__SHORT PROBLEM__. Rewrite the data below as a two-column CSV headed input and output. Each row pairs one block of text with the coordinate lines that follow it, and each field is a single quoted value with its line breaks replaced by spaces.
⁂
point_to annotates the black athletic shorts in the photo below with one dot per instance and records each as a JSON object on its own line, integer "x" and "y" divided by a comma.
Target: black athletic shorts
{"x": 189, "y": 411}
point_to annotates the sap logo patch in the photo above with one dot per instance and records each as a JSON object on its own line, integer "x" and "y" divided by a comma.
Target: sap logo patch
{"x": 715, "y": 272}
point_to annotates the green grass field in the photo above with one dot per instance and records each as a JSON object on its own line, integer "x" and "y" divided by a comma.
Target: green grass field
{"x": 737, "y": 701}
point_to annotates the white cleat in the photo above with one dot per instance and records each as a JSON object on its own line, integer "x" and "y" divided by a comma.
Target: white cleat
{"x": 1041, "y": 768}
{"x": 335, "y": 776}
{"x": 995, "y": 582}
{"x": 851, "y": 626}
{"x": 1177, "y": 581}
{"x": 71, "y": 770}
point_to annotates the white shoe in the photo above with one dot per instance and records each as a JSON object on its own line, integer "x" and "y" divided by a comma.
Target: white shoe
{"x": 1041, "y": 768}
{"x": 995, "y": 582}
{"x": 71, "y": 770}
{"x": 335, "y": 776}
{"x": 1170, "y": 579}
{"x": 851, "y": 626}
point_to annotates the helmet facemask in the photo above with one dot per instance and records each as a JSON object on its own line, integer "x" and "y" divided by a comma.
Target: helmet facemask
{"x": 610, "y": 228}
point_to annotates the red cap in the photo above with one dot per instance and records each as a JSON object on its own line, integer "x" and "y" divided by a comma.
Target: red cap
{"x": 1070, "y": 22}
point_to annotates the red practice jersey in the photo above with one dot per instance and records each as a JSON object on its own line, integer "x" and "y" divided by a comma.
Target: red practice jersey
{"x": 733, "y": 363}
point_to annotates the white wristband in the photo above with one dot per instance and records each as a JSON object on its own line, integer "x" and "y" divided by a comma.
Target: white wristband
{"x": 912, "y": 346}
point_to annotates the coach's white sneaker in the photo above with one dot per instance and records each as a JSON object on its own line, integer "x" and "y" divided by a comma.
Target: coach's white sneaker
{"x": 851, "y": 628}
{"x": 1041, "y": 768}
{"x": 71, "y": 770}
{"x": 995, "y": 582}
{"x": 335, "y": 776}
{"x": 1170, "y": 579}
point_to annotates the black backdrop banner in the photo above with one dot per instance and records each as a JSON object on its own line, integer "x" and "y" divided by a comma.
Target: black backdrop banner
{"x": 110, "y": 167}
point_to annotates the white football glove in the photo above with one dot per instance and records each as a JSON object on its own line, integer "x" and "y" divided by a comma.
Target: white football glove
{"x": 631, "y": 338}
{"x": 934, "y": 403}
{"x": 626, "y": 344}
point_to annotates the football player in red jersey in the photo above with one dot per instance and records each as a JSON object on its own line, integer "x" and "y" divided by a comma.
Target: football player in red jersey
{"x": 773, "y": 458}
⁂
__CORRECT RESPONSE__.
input,output
"point_to annotates the black athletic shorts in the photo below with one dot per instance and records each as a JSON object on its own line, integer ""x"" and ""y"" divided by a comma. Target: black athletic shorts","{""x"": 189, ""y"": 411}"
"point_to annotates the sap logo patch in the photo above with one dot per instance and records each as a JSON object on its own line, integer ""x"" and ""y"" divided by a comma. Target: sap logo patch","{""x"": 715, ""y"": 272}"
"point_to annotates the green grass field in the photo above with one dot per instance and records each as a JSON object on its own line, integer ""x"" and ""y"" divided by a comma. Target: green grass field","{""x"": 737, ""y"": 701}"
"point_to annotates the white cleat in the photo above with one dot per instance and records each as a JSON object on its own line, integer ""x"" and ""y"" divided by a comma. Target: white cleat","{""x"": 1041, ""y"": 768} {""x"": 335, ""y"": 776} {""x"": 995, ""y"": 582} {""x"": 851, ""y"": 626} {""x"": 1177, ""y"": 581} {""x"": 71, ""y"": 770}"
"point_to annotates the white shoe in the photo above with one dot per instance and records each as a JSON object on its own line, integer ""x"" and ""y"" divided by a comma. Target: white shoe","{""x"": 1041, ""y"": 768} {""x"": 995, ""y"": 582} {""x"": 71, ""y"": 770} {""x"": 335, ""y"": 776} {""x"": 1170, ""y"": 579} {""x"": 851, ""y"": 626}"
"point_to annotates the helmet facemask in the photo above with one dot per instance and records each as a JSON object on its own line, integer ""x"" and ""y"" divided by a comma. Target: helmet facemask","{""x"": 610, ""y"": 228}"
"point_to annotates the red cap in the photo above with one dot per instance and records each as a JSON object on its own line, integer ""x"" and ""y"" divided by a comma. Target: red cap","{""x"": 1070, ""y"": 22}"
"point_to annotates the red practice jersey in the photo above with one dot per instance and records each as a JSON object on its own line, integer ""x"" and ""y"" divided by a comma. Target: red practice jersey","{""x"": 733, ""y"": 363}"
"point_to annotates the white wristband in the photo above with one dot per instance and records each as a JSON object on its own line, integer ""x"" and ""y"" divided by a comma. Target: white wristband","{""x"": 912, ""y"": 346}"
"point_to annotates the coach's white sneaker in the photo above with one dot per instance and records each as a JSON object on its own line, integer ""x"" and ""y"" divided by a comma. Target: coach's white sneaker","{""x"": 851, ""y"": 628} {""x"": 1041, ""y"": 768} {""x"": 71, ""y"": 770} {""x"": 995, ""y"": 582} {""x"": 335, ""y"": 776} {""x"": 1170, ""y"": 579}"
"point_to annotates the black backdrop banner in the photo above with one dot per instance and records each as a JSON object on its own line, integer ""x"" and ""y"" divided by a comma. Target: black backdrop banner","{""x"": 110, ""y"": 167}"
"point_to annotates the white football glove in the photo above with one dot per instance and records each as a JSON object on its own line, integer ""x"" and ""y"" divided by a comma. Target: white football glove","{""x"": 631, ""y"": 338} {""x"": 934, ""y"": 403} {""x"": 626, ""y"": 344}"
"point_to annotates the football player in red jersey in the photo above with one dot per instance and records each as a JSON object on its own line, integer ""x"" and ""y"" divided by a comma. Target: football player in red jersey","{""x"": 773, ""y"": 458}"